-------- Source data --------

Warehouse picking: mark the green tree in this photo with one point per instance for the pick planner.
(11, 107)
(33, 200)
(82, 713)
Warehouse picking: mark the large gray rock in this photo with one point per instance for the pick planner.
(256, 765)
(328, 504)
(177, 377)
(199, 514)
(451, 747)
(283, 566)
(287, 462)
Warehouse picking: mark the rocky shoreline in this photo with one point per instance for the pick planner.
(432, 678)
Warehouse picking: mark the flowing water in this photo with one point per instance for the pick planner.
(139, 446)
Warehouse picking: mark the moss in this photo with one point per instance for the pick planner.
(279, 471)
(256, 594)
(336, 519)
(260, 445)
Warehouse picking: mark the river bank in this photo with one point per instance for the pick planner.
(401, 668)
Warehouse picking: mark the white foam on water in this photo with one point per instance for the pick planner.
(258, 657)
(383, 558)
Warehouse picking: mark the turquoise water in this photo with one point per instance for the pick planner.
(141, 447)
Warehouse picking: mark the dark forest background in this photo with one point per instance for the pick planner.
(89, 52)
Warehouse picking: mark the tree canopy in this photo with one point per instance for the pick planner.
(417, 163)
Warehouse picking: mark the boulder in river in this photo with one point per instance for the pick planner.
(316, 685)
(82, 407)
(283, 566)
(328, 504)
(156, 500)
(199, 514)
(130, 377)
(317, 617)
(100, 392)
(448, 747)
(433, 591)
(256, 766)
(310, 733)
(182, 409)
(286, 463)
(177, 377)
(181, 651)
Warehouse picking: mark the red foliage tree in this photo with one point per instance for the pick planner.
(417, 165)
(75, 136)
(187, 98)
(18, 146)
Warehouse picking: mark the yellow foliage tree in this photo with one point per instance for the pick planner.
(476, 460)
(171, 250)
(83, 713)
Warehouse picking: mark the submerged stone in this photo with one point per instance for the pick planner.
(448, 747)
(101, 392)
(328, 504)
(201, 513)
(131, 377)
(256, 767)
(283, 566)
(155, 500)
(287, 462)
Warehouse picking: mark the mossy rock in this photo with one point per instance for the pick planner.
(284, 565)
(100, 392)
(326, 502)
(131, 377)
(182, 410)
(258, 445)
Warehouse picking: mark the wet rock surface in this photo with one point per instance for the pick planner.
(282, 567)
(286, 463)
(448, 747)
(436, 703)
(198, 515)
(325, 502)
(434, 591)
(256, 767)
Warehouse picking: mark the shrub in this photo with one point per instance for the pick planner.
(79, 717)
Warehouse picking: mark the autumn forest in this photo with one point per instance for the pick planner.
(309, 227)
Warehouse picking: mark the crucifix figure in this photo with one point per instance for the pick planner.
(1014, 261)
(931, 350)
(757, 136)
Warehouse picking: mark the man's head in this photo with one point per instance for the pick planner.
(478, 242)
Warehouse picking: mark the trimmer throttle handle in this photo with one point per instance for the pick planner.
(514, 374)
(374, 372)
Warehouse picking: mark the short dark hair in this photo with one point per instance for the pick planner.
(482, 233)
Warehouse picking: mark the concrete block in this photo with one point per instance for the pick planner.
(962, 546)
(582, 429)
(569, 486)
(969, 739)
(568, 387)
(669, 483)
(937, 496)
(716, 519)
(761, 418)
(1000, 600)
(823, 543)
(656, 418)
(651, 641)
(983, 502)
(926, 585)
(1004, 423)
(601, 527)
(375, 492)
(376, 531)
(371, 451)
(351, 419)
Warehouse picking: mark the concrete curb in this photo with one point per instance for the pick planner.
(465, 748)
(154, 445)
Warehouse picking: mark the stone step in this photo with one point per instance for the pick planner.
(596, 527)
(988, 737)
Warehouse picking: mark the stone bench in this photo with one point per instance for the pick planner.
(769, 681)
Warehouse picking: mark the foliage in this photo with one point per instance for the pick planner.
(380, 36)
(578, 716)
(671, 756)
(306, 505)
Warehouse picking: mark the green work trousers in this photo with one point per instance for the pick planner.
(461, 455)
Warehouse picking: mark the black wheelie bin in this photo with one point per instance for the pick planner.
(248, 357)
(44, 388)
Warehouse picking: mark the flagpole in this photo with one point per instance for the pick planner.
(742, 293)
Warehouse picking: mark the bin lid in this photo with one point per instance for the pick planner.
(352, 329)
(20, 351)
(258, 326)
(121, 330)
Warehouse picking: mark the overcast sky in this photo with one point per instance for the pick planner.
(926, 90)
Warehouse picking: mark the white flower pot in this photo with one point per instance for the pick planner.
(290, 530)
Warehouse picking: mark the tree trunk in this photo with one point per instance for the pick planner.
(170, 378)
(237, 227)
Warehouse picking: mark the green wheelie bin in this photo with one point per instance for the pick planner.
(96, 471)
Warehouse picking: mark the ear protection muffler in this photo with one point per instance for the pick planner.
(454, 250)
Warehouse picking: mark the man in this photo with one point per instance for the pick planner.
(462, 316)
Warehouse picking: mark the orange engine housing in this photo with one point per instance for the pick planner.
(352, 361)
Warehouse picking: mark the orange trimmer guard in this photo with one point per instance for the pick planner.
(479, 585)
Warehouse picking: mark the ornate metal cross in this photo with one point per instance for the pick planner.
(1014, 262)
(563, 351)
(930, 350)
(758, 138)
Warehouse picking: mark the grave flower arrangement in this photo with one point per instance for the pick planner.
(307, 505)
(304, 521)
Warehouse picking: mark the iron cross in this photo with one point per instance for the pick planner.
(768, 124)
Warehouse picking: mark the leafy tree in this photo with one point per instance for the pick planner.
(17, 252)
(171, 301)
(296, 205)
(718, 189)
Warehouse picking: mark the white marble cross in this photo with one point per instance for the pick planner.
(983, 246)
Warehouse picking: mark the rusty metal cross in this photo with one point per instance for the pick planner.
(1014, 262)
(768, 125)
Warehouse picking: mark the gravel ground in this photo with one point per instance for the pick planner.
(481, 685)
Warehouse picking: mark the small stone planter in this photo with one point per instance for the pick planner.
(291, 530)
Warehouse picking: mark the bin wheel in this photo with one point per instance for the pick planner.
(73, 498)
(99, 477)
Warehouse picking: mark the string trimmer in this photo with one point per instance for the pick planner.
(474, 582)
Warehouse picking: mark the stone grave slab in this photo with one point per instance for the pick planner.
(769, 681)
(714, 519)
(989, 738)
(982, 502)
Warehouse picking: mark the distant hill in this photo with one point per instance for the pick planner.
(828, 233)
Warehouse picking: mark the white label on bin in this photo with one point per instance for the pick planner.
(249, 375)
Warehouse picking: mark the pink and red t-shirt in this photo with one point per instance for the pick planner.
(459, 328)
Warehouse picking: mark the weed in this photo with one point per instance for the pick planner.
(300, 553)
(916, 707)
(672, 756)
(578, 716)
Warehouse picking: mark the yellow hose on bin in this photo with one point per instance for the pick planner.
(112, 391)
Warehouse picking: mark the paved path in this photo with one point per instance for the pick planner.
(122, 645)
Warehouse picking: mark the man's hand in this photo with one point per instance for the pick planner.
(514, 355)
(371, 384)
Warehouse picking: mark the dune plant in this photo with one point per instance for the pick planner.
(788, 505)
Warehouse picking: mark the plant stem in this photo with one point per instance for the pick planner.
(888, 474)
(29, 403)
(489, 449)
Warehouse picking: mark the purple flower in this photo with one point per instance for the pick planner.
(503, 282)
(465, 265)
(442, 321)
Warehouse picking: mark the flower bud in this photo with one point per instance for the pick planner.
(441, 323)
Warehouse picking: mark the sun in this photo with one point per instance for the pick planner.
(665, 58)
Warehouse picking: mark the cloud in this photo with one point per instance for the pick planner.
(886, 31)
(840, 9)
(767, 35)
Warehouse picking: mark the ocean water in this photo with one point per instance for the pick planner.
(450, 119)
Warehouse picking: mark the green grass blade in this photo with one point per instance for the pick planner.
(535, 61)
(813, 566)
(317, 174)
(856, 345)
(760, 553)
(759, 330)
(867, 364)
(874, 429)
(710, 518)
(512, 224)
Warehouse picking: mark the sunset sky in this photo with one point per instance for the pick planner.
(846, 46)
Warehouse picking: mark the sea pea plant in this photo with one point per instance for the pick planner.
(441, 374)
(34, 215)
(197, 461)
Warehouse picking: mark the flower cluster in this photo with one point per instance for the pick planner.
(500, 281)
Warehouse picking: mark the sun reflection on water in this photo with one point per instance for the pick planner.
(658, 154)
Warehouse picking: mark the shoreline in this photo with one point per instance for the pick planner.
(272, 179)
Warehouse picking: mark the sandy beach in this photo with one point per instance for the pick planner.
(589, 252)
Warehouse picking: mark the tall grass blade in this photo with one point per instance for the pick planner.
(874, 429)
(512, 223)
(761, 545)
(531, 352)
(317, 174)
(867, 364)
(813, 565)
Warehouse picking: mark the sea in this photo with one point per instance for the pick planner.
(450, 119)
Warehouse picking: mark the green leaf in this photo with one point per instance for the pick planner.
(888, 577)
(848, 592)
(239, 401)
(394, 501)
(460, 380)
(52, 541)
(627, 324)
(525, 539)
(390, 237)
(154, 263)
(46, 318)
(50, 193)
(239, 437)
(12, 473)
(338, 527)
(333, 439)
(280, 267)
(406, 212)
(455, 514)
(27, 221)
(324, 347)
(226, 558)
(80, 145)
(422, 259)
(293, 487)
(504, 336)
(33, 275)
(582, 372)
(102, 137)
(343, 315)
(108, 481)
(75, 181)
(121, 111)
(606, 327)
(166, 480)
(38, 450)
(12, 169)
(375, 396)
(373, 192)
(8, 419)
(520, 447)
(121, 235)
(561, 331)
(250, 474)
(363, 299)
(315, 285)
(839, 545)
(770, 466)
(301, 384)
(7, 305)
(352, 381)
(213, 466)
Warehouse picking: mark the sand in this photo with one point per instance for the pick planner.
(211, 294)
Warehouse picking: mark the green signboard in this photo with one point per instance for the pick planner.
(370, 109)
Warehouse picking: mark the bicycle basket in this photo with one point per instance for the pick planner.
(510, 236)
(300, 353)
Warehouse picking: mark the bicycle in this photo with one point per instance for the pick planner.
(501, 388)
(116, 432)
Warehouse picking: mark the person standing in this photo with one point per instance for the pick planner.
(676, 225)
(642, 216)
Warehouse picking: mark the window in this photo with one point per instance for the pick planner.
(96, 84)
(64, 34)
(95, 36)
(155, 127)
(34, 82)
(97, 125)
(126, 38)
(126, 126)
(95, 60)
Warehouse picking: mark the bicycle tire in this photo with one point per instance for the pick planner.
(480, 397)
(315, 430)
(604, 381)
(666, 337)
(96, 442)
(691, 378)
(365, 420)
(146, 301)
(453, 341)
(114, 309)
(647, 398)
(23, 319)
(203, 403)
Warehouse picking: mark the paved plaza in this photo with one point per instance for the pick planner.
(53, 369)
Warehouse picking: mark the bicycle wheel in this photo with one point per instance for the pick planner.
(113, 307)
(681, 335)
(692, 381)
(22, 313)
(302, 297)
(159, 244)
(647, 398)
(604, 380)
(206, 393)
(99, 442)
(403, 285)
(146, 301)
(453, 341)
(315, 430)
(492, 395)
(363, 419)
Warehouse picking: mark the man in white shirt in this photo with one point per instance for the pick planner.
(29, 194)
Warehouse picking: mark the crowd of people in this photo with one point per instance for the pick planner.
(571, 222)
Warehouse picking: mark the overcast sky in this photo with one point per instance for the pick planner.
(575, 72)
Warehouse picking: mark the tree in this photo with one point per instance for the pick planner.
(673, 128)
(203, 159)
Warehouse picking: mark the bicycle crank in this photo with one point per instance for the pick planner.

--------

▶ [What the task asks] Repeat, without any change, the lines from the one containing "Warehouse picking: mark the paved plaza" through the end of the records, including both.

▶ [The completed task]
Warehouse picking: mark the paved plaza in this photo with one point per instance for the pick planner.
(53, 369)
Warehouse picking: mark the bicycle wheel in this photo with one point per instance for the pick planner.
(113, 307)
(681, 335)
(692, 381)
(22, 313)
(302, 297)
(159, 244)
(647, 398)
(604, 380)
(206, 393)
(99, 442)
(403, 285)
(146, 301)
(453, 341)
(315, 430)
(492, 395)
(363, 419)
Warehouse picking: mark the man in white shirt in this photo with one point per instance for the pick planner.
(29, 194)
Warehouse picking: mark the crowd of people in this photo with one point per instance for the pick planner.
(571, 222)
Warehouse picking: mark the overcast sky in this photo with one point per instance for the pick planner.
(575, 72)
Warehouse picking: mark the tree in this photo with one point per instance for the pick planner.
(673, 128)
(203, 159)
Warehouse picking: mark the bicycle crank in this photo with one point per instance for the pick planner.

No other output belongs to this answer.